### Problem requirements
Copy out every row below word for word, with nothing added or changed.

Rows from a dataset
——

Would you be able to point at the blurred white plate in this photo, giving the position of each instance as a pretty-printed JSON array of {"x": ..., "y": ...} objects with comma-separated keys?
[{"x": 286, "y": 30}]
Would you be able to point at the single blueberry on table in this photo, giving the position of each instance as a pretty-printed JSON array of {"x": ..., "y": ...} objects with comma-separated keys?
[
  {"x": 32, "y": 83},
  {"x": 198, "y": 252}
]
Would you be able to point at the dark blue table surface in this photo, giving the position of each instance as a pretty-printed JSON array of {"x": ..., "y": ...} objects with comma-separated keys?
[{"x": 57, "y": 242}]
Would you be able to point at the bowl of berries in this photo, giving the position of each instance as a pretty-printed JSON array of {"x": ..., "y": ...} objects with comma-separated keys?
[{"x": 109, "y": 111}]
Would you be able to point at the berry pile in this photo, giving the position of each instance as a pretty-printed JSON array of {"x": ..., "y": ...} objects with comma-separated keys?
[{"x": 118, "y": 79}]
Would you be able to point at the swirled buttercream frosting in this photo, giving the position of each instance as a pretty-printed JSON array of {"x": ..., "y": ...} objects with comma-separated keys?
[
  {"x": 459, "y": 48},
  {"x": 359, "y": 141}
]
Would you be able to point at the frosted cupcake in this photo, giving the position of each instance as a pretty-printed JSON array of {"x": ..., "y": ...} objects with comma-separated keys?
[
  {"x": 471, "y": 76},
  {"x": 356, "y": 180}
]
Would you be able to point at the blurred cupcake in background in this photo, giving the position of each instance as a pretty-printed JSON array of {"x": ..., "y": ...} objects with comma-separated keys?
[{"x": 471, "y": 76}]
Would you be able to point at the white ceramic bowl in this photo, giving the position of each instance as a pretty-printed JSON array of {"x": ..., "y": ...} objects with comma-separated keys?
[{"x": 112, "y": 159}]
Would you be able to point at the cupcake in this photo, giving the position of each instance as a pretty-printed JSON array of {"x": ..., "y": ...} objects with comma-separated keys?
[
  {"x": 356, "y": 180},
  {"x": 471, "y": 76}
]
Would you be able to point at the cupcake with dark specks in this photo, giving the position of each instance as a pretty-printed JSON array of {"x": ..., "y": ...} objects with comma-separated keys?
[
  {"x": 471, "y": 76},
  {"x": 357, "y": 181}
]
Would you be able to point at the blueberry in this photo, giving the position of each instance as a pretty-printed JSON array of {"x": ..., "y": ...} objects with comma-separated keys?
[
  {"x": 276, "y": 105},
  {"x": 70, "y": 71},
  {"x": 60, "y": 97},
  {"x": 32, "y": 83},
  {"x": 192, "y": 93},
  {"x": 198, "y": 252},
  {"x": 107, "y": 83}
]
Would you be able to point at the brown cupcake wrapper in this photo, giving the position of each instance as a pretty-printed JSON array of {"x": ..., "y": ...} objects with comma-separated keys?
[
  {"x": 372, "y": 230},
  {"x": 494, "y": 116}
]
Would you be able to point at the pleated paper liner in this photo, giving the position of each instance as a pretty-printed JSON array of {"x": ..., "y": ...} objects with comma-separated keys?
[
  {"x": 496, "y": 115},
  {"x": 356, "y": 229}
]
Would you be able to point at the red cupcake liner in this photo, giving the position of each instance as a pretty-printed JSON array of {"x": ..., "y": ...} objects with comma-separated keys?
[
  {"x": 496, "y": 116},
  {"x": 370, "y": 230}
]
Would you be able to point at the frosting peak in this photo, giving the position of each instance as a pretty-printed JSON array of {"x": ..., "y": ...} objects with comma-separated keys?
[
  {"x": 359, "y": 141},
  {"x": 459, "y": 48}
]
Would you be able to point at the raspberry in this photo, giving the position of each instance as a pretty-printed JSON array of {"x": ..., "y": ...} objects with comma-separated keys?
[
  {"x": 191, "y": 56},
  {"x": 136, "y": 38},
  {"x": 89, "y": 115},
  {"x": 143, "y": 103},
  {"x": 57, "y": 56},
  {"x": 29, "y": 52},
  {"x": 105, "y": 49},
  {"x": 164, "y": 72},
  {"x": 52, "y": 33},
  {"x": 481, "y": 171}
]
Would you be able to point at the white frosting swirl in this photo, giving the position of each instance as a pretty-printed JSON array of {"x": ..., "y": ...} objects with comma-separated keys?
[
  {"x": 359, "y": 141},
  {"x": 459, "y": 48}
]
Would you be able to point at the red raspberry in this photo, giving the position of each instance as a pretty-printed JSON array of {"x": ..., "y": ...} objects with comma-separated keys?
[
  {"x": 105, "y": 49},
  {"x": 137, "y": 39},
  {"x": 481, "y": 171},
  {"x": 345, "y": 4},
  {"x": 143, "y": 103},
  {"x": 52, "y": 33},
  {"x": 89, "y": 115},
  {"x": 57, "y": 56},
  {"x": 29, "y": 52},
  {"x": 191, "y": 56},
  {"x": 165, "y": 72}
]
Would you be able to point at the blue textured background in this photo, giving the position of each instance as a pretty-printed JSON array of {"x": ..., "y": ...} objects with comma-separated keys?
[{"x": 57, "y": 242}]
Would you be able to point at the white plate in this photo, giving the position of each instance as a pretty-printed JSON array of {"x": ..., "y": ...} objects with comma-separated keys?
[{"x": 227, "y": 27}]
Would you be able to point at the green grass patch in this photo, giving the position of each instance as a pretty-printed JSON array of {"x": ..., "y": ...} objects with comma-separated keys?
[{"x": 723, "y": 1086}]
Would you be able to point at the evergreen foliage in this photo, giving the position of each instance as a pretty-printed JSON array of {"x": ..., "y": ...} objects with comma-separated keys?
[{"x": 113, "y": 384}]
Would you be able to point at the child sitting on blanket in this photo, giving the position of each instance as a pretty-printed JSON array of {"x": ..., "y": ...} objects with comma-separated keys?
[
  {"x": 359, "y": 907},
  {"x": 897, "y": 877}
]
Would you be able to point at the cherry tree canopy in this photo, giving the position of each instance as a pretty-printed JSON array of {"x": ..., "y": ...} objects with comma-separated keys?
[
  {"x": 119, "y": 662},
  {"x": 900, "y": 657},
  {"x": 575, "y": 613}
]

——

### Exercise output
Would you be able to point at the blurred white plate in this photo, giving the position of each instance as a pretty-printed JSON array of {"x": ..., "y": ...} objects with comma-separated keys?
[{"x": 286, "y": 30}]
Would you be able to point at the single blueberry on table in this photo, giving the position of each instance as a pretty-printed JSON array of {"x": ..., "y": ...} objects with comma-separated keys?
[
  {"x": 32, "y": 83},
  {"x": 198, "y": 252}
]
Would you be able to point at the dark blue table surface in this photo, giving the position of each instance as a pretty-printed JSON array of {"x": ..., "y": ...} objects with comma-separated keys?
[{"x": 57, "y": 242}]
Would you be able to point at the bowl of berries in this photo, giving the position of each instance as a pretty-printed JSON array of {"x": ..., "y": ...} objects with comma-separated keys?
[{"x": 109, "y": 111}]
Would you be able to point at the berry pile in this photo, giving the position of each instance as a pretty-printed JSON array of {"x": ..., "y": ...} objects with comma-separated keys?
[{"x": 118, "y": 79}]
Would you be able to point at the swirled buttercream frosting in this photo, giving the position of each instance as a pretty-printed JSON array of {"x": ..., "y": ...} objects with comma-separated keys?
[
  {"x": 459, "y": 48},
  {"x": 359, "y": 141}
]
Would you be able to point at the frosted cupcake in this photo, giving the position of each instance as a pretty-printed JSON array of {"x": ..., "y": ...} objects with comma-separated keys?
[
  {"x": 471, "y": 76},
  {"x": 356, "y": 180}
]
Would you be able to point at the blurred cupcake in background in this photo, giving the position of each instance as a pretty-printed JSON array of {"x": ..., "y": ...} objects with comma-separated keys?
[{"x": 471, "y": 76}]
Would you be able to point at the white ceramic bowl in this photo, giving the position of each instance as a pretty-printed JSON array of {"x": ..., "y": ...} objects with comma-separated keys?
[{"x": 112, "y": 159}]
Would you be able to point at the cupcake in this photo, giving the position of each instance as a pretty-printed JSON array of {"x": ..., "y": ...} objects with comma-separated keys?
[
  {"x": 356, "y": 180},
  {"x": 471, "y": 76}
]
Would you be able to point at the cupcake with dark specks in this photo, giving the position of each instance as a pretty-printed JSON array of {"x": ..., "y": ...} objects with comma-separated keys?
[
  {"x": 471, "y": 76},
  {"x": 357, "y": 181}
]
Would you be able to point at the blueberry in this photo, giving the position of each instance as a pretty-printed JSON array of {"x": ..., "y": ...} objects with comma-separated keys?
[
  {"x": 276, "y": 105},
  {"x": 70, "y": 71},
  {"x": 60, "y": 97},
  {"x": 32, "y": 83},
  {"x": 192, "y": 93},
  {"x": 198, "y": 252},
  {"x": 107, "y": 83}
]
Would you be able to point at the brown cupcake wrapper in this photo, giving the position of each instance as a pretty-printed JSON array of {"x": ..., "y": ...} objects with comma-separated keys?
[
  {"x": 372, "y": 230},
  {"x": 494, "y": 116}
]
Would you be able to point at the pleated paper liner in this photo, giving the position of each instance as a pretty-printed JSON array of {"x": ..., "y": ...} objects with comma-separated keys?
[
  {"x": 496, "y": 115},
  {"x": 356, "y": 229}
]
Would you be able to point at the red cupcake liner in this photo, giving the position of each instance as a pretty-printed JSON array of {"x": ..., "y": ...} objects with comma-separated keys?
[
  {"x": 496, "y": 116},
  {"x": 370, "y": 230}
]
Would you be able to point at the frosting peak in this photo, giving the position of each instance as a pretty-printed JSON array of {"x": ..., "y": ...} objects with comma-separated keys?
[
  {"x": 359, "y": 141},
  {"x": 459, "y": 48}
]
Would you be able to point at the raspberry in this photo, giving the position of each instance as a pretty-printed JSON array of {"x": ..., "y": ...} objects with comma-separated keys?
[
  {"x": 191, "y": 56},
  {"x": 136, "y": 38},
  {"x": 89, "y": 115},
  {"x": 143, "y": 103},
  {"x": 57, "y": 56},
  {"x": 29, "y": 52},
  {"x": 105, "y": 49},
  {"x": 164, "y": 72},
  {"x": 52, "y": 33},
  {"x": 481, "y": 171}
]
Would you be able to point at the white frosting swirl in this photo, giving the position of each instance as a pretty-printed JSON array of {"x": ..., "y": ...} objects with comma-separated keys?
[
  {"x": 359, "y": 141},
  {"x": 459, "y": 48}
]
Would you be able to point at the red raspberry in this photo, giving the position of each instance as a pretty-printed JSON array of {"x": ..., "y": ...} objects with comma-separated keys?
[
  {"x": 105, "y": 49},
  {"x": 137, "y": 39},
  {"x": 481, "y": 171},
  {"x": 345, "y": 4},
  {"x": 143, "y": 103},
  {"x": 52, "y": 33},
  {"x": 89, "y": 115},
  {"x": 57, "y": 56},
  {"x": 29, "y": 52},
  {"x": 191, "y": 56},
  {"x": 165, "y": 72}
]
Would you be able to point at the blue textured background in this photo, giving the position of each instance as a pretty-printed JSON array of {"x": ..., "y": ...} objects with comma-separated keys?
[{"x": 57, "y": 242}]
Would you be able to point at the white plate in this photo, giving the position of each instance as a pretty-printed JSON array of {"x": ..., "y": ...} objects with comma-separated keys?
[{"x": 227, "y": 27}]
Would you be able to point at the green grass patch in this photo, giving the position of each instance as a pretty-printed JSON array of {"x": ..., "y": ...} objects with comma-separated keys?
[{"x": 723, "y": 1086}]
Would you be able to point at the evergreen foliage in this photo, giving the position of each instance as a pretty-printed JSON array of {"x": ..., "y": ...} objects with comma-separated keys?
[{"x": 113, "y": 384}]
Would you be able to point at the child sitting on blanket in this photo, giving the position of each instance as a pretty-printed JSON array of {"x": ..., "y": ...} objects with comma-separated keys?
[
  {"x": 359, "y": 907},
  {"x": 897, "y": 877}
]
Would you be able to point at the cherry tree canopy in this photo, giving the position of each instance as a pretty-printed JSON array of {"x": ..., "y": ...} objects with comma-separated keys?
[
  {"x": 119, "y": 662},
  {"x": 900, "y": 657},
  {"x": 575, "y": 613}
]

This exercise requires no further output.